Given entries —

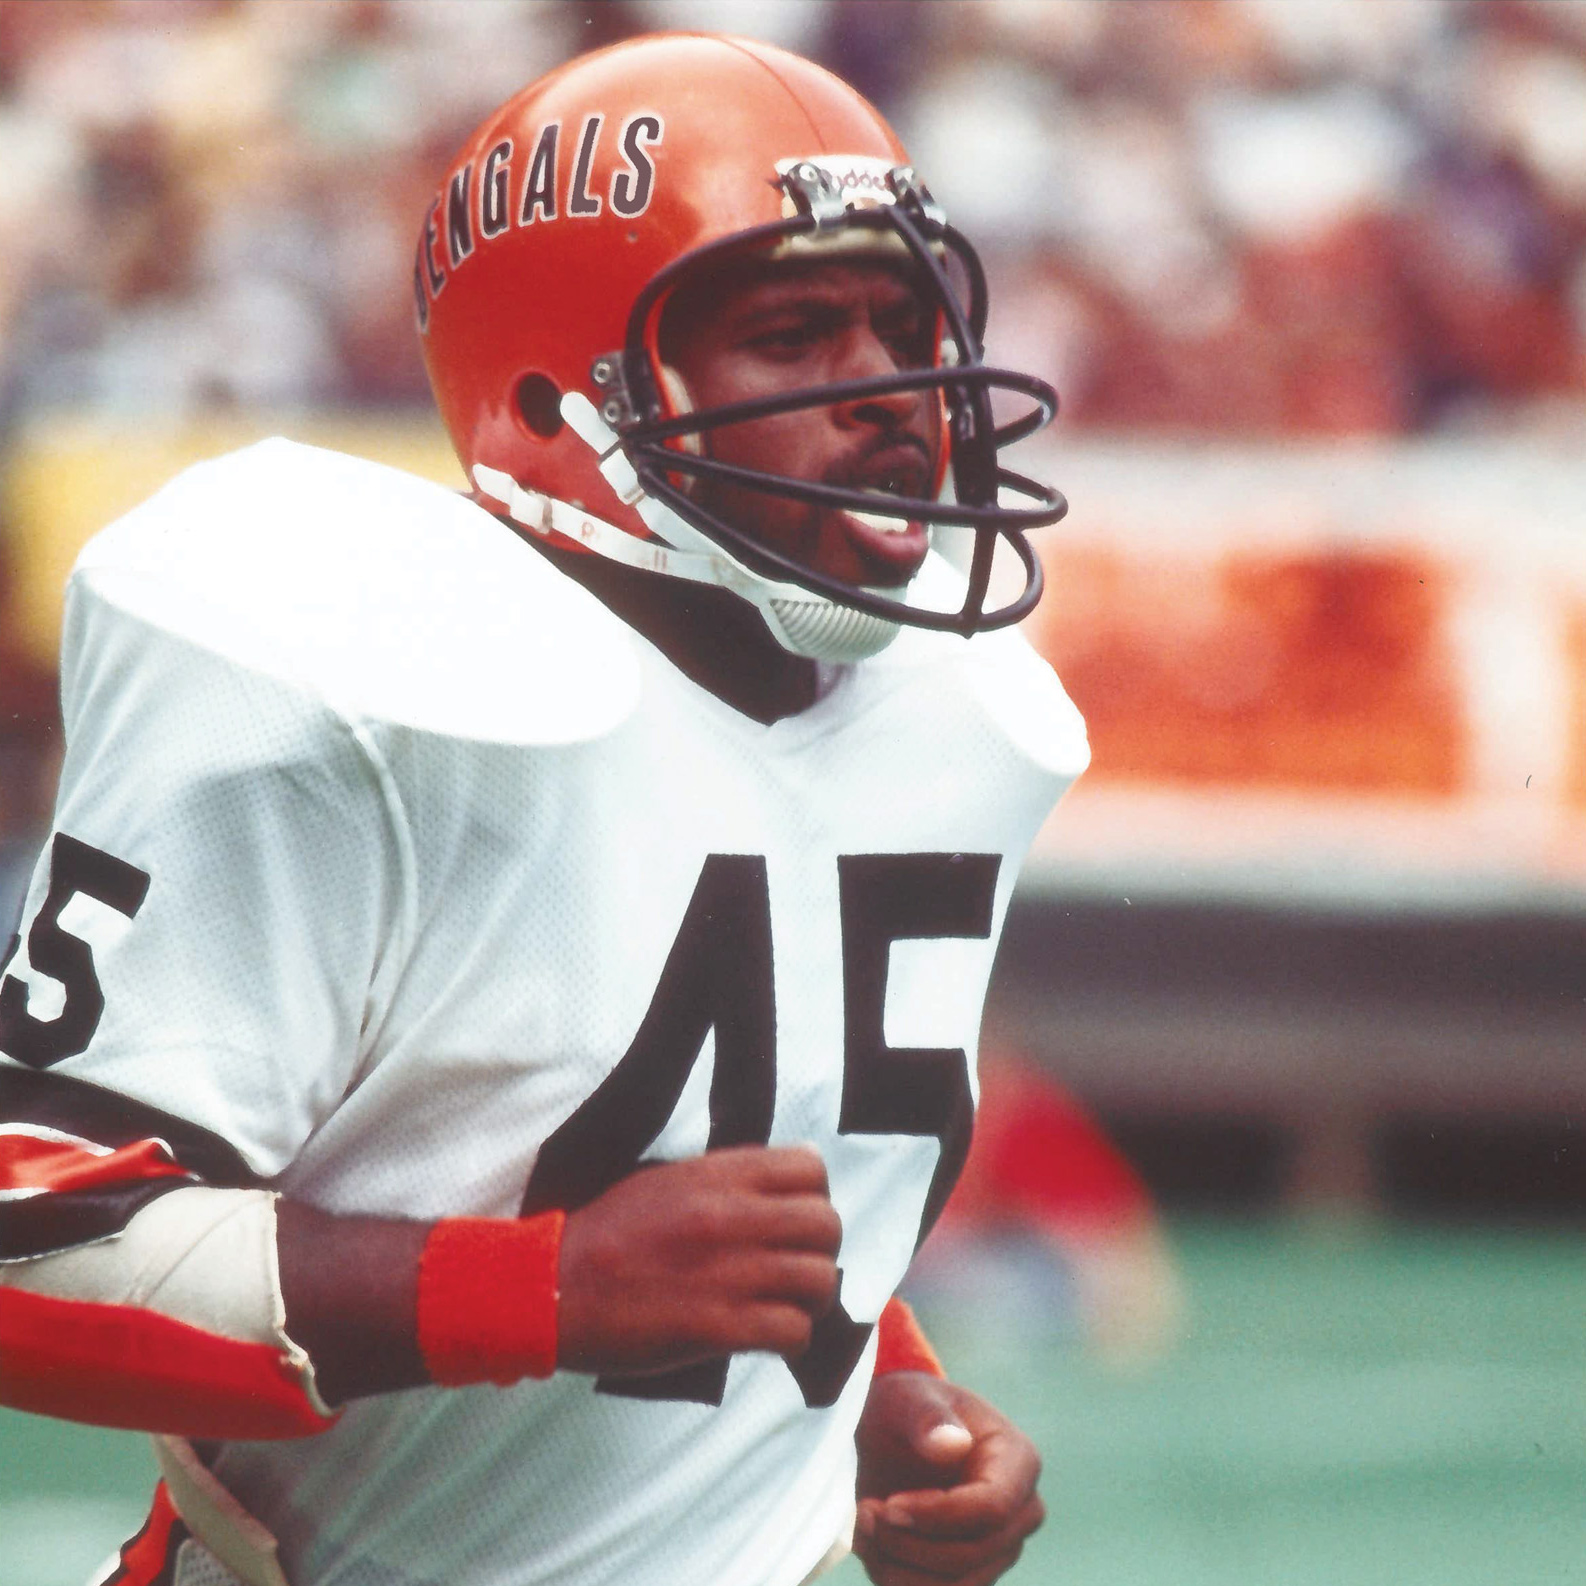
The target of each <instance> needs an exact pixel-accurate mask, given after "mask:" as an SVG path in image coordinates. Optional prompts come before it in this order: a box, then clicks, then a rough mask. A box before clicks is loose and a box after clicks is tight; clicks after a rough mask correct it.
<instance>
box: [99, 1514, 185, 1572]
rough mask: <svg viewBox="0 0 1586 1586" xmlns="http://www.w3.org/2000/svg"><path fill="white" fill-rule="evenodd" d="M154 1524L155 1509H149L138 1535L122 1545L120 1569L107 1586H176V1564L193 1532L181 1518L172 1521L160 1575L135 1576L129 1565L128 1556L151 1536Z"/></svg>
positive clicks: (131, 1566) (131, 1569)
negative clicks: (139, 1543) (127, 1559)
mask: <svg viewBox="0 0 1586 1586" xmlns="http://www.w3.org/2000/svg"><path fill="white" fill-rule="evenodd" d="M152 1524H154V1508H152V1507H151V1508H149V1513H147V1518H146V1519H144V1521H143V1524H141V1526H140V1527H138V1532H136V1535H132V1537H128V1538H127V1540H125V1542H124V1543H122V1545H121V1557H119V1567H117V1570H116V1573H114V1575H111V1578H109V1580H108V1581H105V1586H176V1564H178V1554H179V1553H181V1551H182V1543H184V1542H187V1540H189V1538H190V1537H192V1532H190V1530H189V1529H187V1526H186V1524H184V1523H182V1519H181V1516H176V1518H174V1519H173V1521H171V1529H170V1534H168V1535H167V1538H165V1557H163V1561H162V1562H160V1573H159V1575H146V1576H135V1575H133V1573H132V1565H128V1564H127V1554H128V1553H132V1550H133V1548H135V1546H136V1545H138V1543H140V1542H143V1538H144V1537H146V1535H147V1534H149V1527H151V1526H152Z"/></svg>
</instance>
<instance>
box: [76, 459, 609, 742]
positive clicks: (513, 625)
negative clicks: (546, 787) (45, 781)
mask: <svg viewBox="0 0 1586 1586" xmlns="http://www.w3.org/2000/svg"><path fill="white" fill-rule="evenodd" d="M71 598H73V600H79V598H97V600H100V601H105V603H108V604H109V606H113V607H119V609H125V611H128V612H130V614H133V615H136V617H138V619H141V620H144V622H152V623H155V625H159V626H162V628H167V630H170V631H173V633H178V634H181V636H182V638H186V639H190V641H192V642H197V644H201V646H205V647H206V649H213V650H216V652H219V653H220V655H225V657H227V658H230V660H233V661H236V663H239V665H243V666H247V668H251V669H255V671H260V672H265V674H270V676H274V677H281V679H284V680H287V682H292V684H295V685H298V687H305V688H308V690H311V691H312V693H316V695H317V696H319V698H322V699H324V701H325V703H327V704H330V706H331V707H335V709H336V711H339V712H341V714H344V715H349V717H355V718H366V720H376V722H390V723H395V725H401V726H412V728H419V730H420V731H431V733H441V734H447V736H454V737H468V739H477V741H487V742H508V744H547V745H549V744H568V742H580V741H587V739H593V737H600V736H603V734H604V733H607V731H611V730H612V728H614V726H615V725H617V723H619V722H622V720H623V718H625V717H626V715H628V714H630V712H631V709H633V707H634V704H636V703H638V693H639V658H638V649H636V646H634V642H633V636H631V633H630V630H628V628H626V626H625V625H623V623H622V622H620V620H619V619H617V617H614V615H612V614H611V612H609V611H607V609H606V607H604V606H601V603H600V601H598V600H595V596H592V595H590V593H588V592H587V590H584V588H582V587H580V585H579V584H576V582H574V580H573V579H569V577H566V576H565V574H563V573H560V571H558V569H557V568H554V566H552V565H550V563H549V561H547V560H546V558H544V557H541V555H539V554H538V552H534V550H533V549H531V547H530V546H527V544H525V542H523V541H522V539H519V538H517V534H515V533H512V530H511V528H508V527H506V525H504V523H501V522H500V520H496V519H495V517H492V515H490V514H488V512H485V511H484V509H482V508H479V506H476V504H474V503H471V501H468V500H466V498H463V496H460V495H455V493H454V492H450V490H446V488H444V487H441V485H436V484H431V482H428V481H425V479H417V477H414V476H411V474H404V473H401V471H400V469H395V468H387V466H384V465H379V463H371V462H365V460H362V458H354V457H344V455H341V454H336V452H327V450H320V449H317V447H309V446H300V444H297V442H293V441H284V439H271V441H262V442H260V444H257V446H251V447H247V449H246V450H241V452H233V454H230V455H227V457H220V458H216V460H214V462H209V463H200V465H198V466H195V468H189V469H187V471H186V473H182V474H179V476H178V477H176V479H173V481H171V482H170V484H168V485H167V487H165V488H163V490H160V492H159V493H157V495H155V496H152V498H151V500H149V501H146V503H144V504H143V506H140V508H136V509H135V511H132V512H128V514H127V515H125V517H124V519H121V520H117V522H116V523H113V525H111V527H109V528H106V530H105V531H103V533H100V534H98V536H97V538H95V539H92V541H90V542H89V544H87V547H86V549H84V550H82V554H81V557H79V558H78V565H76V569H75V573H73V580H71Z"/></svg>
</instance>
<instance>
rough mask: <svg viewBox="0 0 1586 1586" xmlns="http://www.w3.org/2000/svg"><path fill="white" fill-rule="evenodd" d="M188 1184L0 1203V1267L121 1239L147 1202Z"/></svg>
mask: <svg viewBox="0 0 1586 1586" xmlns="http://www.w3.org/2000/svg"><path fill="white" fill-rule="evenodd" d="M193 1182H195V1180H192V1178H144V1180H143V1182H140V1183H130V1185H109V1186H106V1188H103V1189H71V1191H67V1193H65V1194H49V1193H46V1194H35V1196H29V1197H27V1199H25V1201H0V1261H25V1259H27V1258H29V1256H52V1255H56V1253H57V1251H62V1250H76V1248H78V1245H94V1243H98V1240H102V1239H109V1237H113V1235H114V1234H119V1232H121V1231H122V1229H124V1228H125V1226H127V1224H128V1223H130V1221H132V1220H133V1216H136V1215H138V1212H141V1210H143V1209H144V1207H146V1205H147V1204H149V1202H151V1201H159V1197H160V1196H162V1194H170V1193H171V1191H173V1189H186V1188H189V1186H190V1185H192V1183H193Z"/></svg>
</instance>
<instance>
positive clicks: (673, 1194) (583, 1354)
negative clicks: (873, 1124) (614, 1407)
mask: <svg viewBox="0 0 1586 1586" xmlns="http://www.w3.org/2000/svg"><path fill="white" fill-rule="evenodd" d="M841 1243H842V1223H841V1220H839V1216H837V1213H836V1210H834V1209H833V1205H831V1196H829V1191H828V1185H826V1167H825V1164H823V1163H822V1159H820V1156H818V1155H817V1153H815V1151H814V1150H810V1148H807V1147H764V1145H745V1147H734V1148H731V1150H722V1151H711V1153H707V1155H706V1156H699V1158H695V1159H690V1161H685V1163H663V1164H660V1166H655V1167H646V1169H644V1170H642V1172H638V1174H633V1175H631V1177H628V1178H623V1180H622V1182H620V1183H615V1185H612V1186H611V1188H609V1189H607V1191H604V1194H600V1196H596V1197H595V1199H593V1201H590V1202H588V1205H585V1207H580V1209H579V1210H577V1212H573V1213H571V1215H569V1216H568V1223H566V1229H565V1232H563V1235H561V1277H560V1286H561V1301H560V1308H558V1343H557V1359H558V1364H560V1366H561V1367H563V1369H566V1370H576V1372H611V1373H614V1375H628V1377H631V1375H642V1373H647V1372H661V1370H671V1369H674V1367H679V1366H691V1364H695V1362H696V1361H706V1359H714V1358H715V1356H722V1354H736V1353H741V1351H745V1350H764V1351H769V1353H772V1354H782V1356H785V1358H788V1359H795V1358H798V1356H799V1354H803V1353H804V1350H807V1348H809V1339H810V1327H812V1326H814V1324H815V1321H817V1318H818V1316H822V1315H823V1313H825V1312H826V1310H828V1307H829V1305H831V1302H833V1299H834V1297H836V1293H837V1247H839V1245H841Z"/></svg>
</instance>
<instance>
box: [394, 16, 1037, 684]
mask: <svg viewBox="0 0 1586 1586" xmlns="http://www.w3.org/2000/svg"><path fill="white" fill-rule="evenodd" d="M739 249H761V251H766V252H768V254H771V257H782V255H787V257H810V255H818V254H820V251H823V249H829V251H833V252H853V251H885V252H888V254H890V255H891V257H909V259H912V263H914V270H915V274H917V276H918V279H920V281H921V282H925V290H926V292H928V293H929V295H933V297H934V298H936V316H937V338H936V344H937V357H936V362H934V365H933V366H928V368H914V370H899V371H898V373H896V374H883V376H872V377H869V379H863V381H844V382H829V384H823V385H810V387H804V389H799V390H795V392H790V393H783V395H779V397H774V398H764V400H760V401H755V403H734V404H730V406H718V408H715V409H704V411H690V404H688V401H687V397H685V395H684V393H680V392H679V389H677V381H676V377H669V371H668V370H665V368H663V365H661V357H660V351H658V327H660V319H661V312H663V309H665V306H666V300H668V295H669V293H671V290H672V289H674V287H676V285H677V284H679V281H680V279H684V278H685V276H687V274H688V273H690V271H693V270H695V268H698V266H699V265H701V263H704V262H711V260H717V259H720V257H722V255H723V254H725V252H730V251H739ZM955 278H956V279H955ZM958 281H961V282H963V287H960V285H958ZM414 297H416V305H417V317H419V328H420V333H422V339H423V357H425V365H427V368H428V373H430V382H431V385H433V389H435V398H436V403H438V404H439V409H441V416H442V419H444V420H446V427H447V430H449V431H450V436H452V444H454V446H455V447H457V454H458V457H460V458H462V463H463V468H465V469H466V471H468V476H469V479H471V481H473V484H474V485H476V487H477V490H479V492H481V495H482V496H485V498H488V500H492V501H495V503H498V504H500V506H501V508H503V509H506V511H508V512H509V514H511V515H512V517H514V519H515V520H517V522H520V523H523V525H527V527H528V528H530V530H531V531H534V533H539V534H547V536H558V538H560V539H563V541H571V542H573V544H579V546H584V547H587V549H588V550H593V552H596V554H600V555H604V557H612V558H615V560H620V561H625V563H628V565H631V566H641V568H646V569H650V571H653V573H660V574H669V576H677V577H688V579H698V580H701V582H711V584H720V585H723V587H726V588H731V590H734V592H736V593H739V595H742V596H744V598H745V600H750V601H753V604H757V606H758V607H760V611H761V614H763V615H764V619H766V622H768V625H769V626H771V631H772V633H774V634H776V636H777V639H779V641H780V642H782V644H783V646H787V647H788V649H790V650H793V652H796V653H801V655H810V657H815V658H818V660H855V658H860V657H863V655H869V653H874V652H875V650H879V649H880V647H882V646H883V644H885V642H887V641H888V639H890V638H891V636H893V634H895V633H896V625H898V623H912V625H917V626H926V628H945V630H952V631H958V633H964V634H971V633H977V631H982V630H985V628H993V626H1002V625H1006V623H1010V622H1017V620H1018V619H1020V617H1023V615H1025V614H1026V612H1028V611H1031V609H1032V607H1034V604H1036V601H1037V600H1039V596H1040V565H1039V561H1037V560H1036V555H1034V550H1032V549H1031V547H1029V544H1028V542H1026V539H1025V530H1028V528H1032V527H1037V525H1044V523H1052V522H1056V520H1058V519H1059V517H1061V515H1063V512H1064V511H1066V503H1064V500H1063V496H1061V495H1058V492H1055V490H1052V488H1050V487H1045V485H1039V484H1036V482H1032V481H1029V479H1023V477H1021V476H1018V474H1013V473H1010V471H1009V469H1006V468H1002V466H1001V463H999V458H998V452H999V449H1001V447H1002V446H1007V444H1010V442H1012V441H1015V439H1020V438H1023V436H1025V435H1029V433H1031V431H1034V430H1036V428H1039V427H1040V425H1044V423H1045V422H1048V420H1050V419H1052V416H1053V414H1055V412H1056V393H1055V392H1053V390H1052V387H1050V385H1047V384H1045V382H1042V381H1037V379H1034V377H1032V376H1028V374H1018V373H1013V371H1009V370H993V368H988V366H986V365H985V363H983V362H982V344H980V338H982V335H983V328H985V311H986V300H985V278H983V273H982V270H980V263H979V260H977V259H975V254H974V251H972V249H971V246H969V244H967V241H964V238H963V236H960V233H958V232H955V230H953V228H952V227H950V225H948V224H947V220H945V217H944V216H942V211H940V208H939V206H937V205H936V203H934V201H933V198H931V195H929V192H928V190H926V187H925V186H923V184H921V182H920V181H918V179H917V178H915V174H914V171H912V168H910V167H909V163H907V155H906V152H904V149H902V146H901V144H899V141H898V138H896V136H895V135H893V132H891V128H890V127H888V125H887V124H885V122H883V121H882V117H880V114H879V113H877V111H875V109H874V108H872V106H871V105H869V103H868V102H866V100H864V98H863V97H861V95H858V94H856V92H855V90H853V89H850V87H849V86H847V84H844V82H841V81H839V79H837V78H834V76H833V75H831V73H828V71H825V70H822V68H820V67H815V65H812V63H810V62H807V60H803V59H799V57H798V56H791V54H788V52H787V51H782V49H776V48H771V46H768V44H760V43H753V41H747V40H737V38H723V36H712V35H688V33H663V35H653V36H647V38H638V40H631V41H626V43H620V44H614V46H611V48H609V49H601V51H596V52H593V54H588V56H582V57H579V59H576V60H573V62H569V63H568V65H565V67H561V68H558V70H555V71H552V73H549V75H547V76H544V78H541V79H539V81H538V82H533V84H530V86H528V87H527V89H523V90H522V92H520V94H517V95H515V97H514V98H512V100H509V102H508V103H506V105H504V106H503V108H501V109H500V111H496V113H495V114H493V116H492V117H488V121H485V122H484V125H482V127H479V130H477V132H476V133H474V135H473V138H471V140H469V141H468V144H466V146H465V147H463V151H462V152H460V154H458V155H457V159H455V160H454V163H452V168H450V170H449V171H447V174H446V179H444V181H442V184H441V189H439V193H438V195H436V198H435V201H433V203H431V205H430V209H428V214H427V216H425V222H423V228H422V232H420V236H419V251H417V259H416V262H414ZM901 390H934V392H936V393H937V397H939V400H940V401H942V404H944V409H945V414H947V435H948V446H947V458H945V462H947V465H948V466H950V469H952V485H953V488H952V500H937V498H925V496H912V498H910V496H880V498H879V496H877V495H875V493H874V492H868V490H858V488H849V487H839V485H829V484H818V482H812V481H801V479H788V477H783V476H772V474H761V473H750V474H745V471H744V469H736V468H730V466H728V465H726V463H720V462H715V460H714V458H712V457H711V455H709V435H711V431H712V430H714V428H717V427H720V425H723V423H731V422H744V420H749V419H755V417H763V416H766V414H769V412H785V411H791V409H803V408H823V406H829V404H831V403H834V401H853V400H855V398H860V397H866V395H882V393H888V392H901ZM991 390H1010V392H1017V393H1021V395H1023V397H1025V398H1028V400H1029V401H1031V404H1032V406H1031V408H1029V411H1026V412H1025V414H1023V416H1021V417H1020V419H1017V420H1013V422H1010V423H1004V425H1001V427H998V425H996V422H994V420H993V416H991V401H990V393H991ZM712 474H715V476H717V477H723V479H733V481H734V482H737V484H749V485H752V488H755V490H763V492H766V493H771V495H780V496H788V498H793V500H798V501H812V503H820V504H823V506H829V508H839V509H844V511H855V512H868V514H871V515H875V514H877V511H879V509H880V515H885V517H890V519H895V520H896V519H906V520H910V522H918V523H925V525H928V527H931V528H933V530H934V527H937V525H958V527H966V528H969V530H971V531H972V533H974V536H975V550H974V555H972V558H971V565H969V576H967V590H964V598H963V603H961V604H960V606H958V607H956V609H952V611H936V609H928V607H925V606H920V604H910V601H909V600H907V598H902V596H899V595H898V593H896V592H893V593H882V592H879V590H872V588H863V587H858V585H852V584H847V582H844V580H841V579H833V577H829V576H826V574H823V573H818V571H815V569H812V568H807V566H803V565H799V563H798V561H796V560H793V558H790V557H785V555H782V554H779V552H776V550H771V549H769V547H766V546H763V544H760V542H758V541H757V538H755V534H753V530H752V528H750V527H745V525H737V523H731V522H725V520H722V519H720V517H718V515H715V514H712V512H711V511H709V509H707V508H704V506H703V504H699V501H696V500H695V498H693V495H691V493H690V488H688V484H690V481H691V479H693V477H701V476H712ZM942 485H944V481H937V487H939V493H940V487H942ZM1002 490H1012V492H1015V493H1018V495H1023V496H1025V498H1026V501H1028V503H1029V504H1026V506H1020V508H1010V506H1002V504H1001V503H999V495H1001V492H1002ZM998 538H1002V539H1006V541H1007V542H1009V544H1010V546H1012V547H1013V550H1015V552H1017V555H1018V558H1020V561H1021V565H1023V568H1025V587H1023V592H1021V593H1020V595H1018V596H1017V598H1015V600H1012V601H1009V603H1007V604H1006V606H1002V607H998V609H993V611H986V609H985V601H986V585H988V580H990V574H991V558H993V552H994V546H996V541H998ZM955 598H956V596H955Z"/></svg>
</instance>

Instructions for the task — Count the lines in the records above that contain the string "negative", with case counting. Reply with the number alone.

Problem solution — 3